Set task:
Retype the lines of the records between the one holding "Objective — one marker per instance of the step" and the one holding "Query: step ladder rung", inclusive, and nothing else.

Data supplied:
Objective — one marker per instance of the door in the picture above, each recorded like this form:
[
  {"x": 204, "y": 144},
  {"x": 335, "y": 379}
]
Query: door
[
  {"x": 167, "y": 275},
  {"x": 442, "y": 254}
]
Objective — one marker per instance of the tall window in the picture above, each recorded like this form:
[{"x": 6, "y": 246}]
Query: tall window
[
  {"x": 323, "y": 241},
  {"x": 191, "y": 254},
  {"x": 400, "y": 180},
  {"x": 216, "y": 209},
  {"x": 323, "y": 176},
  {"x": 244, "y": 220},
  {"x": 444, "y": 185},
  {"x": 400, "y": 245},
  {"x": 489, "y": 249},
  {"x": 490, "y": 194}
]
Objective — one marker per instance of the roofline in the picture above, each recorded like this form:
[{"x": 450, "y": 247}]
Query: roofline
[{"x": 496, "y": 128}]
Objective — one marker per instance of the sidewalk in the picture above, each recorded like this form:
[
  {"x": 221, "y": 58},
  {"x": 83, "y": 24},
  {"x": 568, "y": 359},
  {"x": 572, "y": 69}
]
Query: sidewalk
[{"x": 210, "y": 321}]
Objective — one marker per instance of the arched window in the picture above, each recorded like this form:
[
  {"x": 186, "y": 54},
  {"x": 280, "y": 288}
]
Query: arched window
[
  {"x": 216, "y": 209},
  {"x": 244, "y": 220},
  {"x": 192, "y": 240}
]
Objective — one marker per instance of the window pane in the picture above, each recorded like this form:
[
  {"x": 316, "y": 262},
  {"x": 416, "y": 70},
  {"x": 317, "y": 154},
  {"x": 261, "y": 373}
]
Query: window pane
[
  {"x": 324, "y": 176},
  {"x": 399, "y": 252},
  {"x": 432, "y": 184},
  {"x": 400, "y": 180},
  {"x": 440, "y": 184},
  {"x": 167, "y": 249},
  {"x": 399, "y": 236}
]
...
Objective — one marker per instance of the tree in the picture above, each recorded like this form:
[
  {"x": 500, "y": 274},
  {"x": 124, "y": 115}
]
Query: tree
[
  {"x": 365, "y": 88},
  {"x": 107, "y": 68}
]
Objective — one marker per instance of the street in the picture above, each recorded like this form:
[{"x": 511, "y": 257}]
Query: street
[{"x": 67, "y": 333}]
---
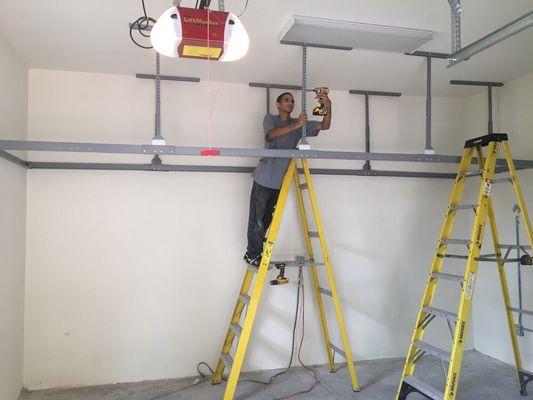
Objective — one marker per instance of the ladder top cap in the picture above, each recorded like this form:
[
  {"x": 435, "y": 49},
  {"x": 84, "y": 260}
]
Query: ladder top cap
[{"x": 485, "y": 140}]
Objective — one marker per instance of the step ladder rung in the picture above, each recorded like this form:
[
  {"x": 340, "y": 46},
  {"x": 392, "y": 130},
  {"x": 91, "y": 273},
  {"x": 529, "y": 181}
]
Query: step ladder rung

Response:
Objective — one marker per instance of the step ladder rung in the picture above, each recorded like this form:
[
  {"x": 340, "y": 46},
  {"x": 392, "y": 130},
  {"x": 91, "y": 273},
  {"x": 529, "y": 181}
]
Query: step ladder rung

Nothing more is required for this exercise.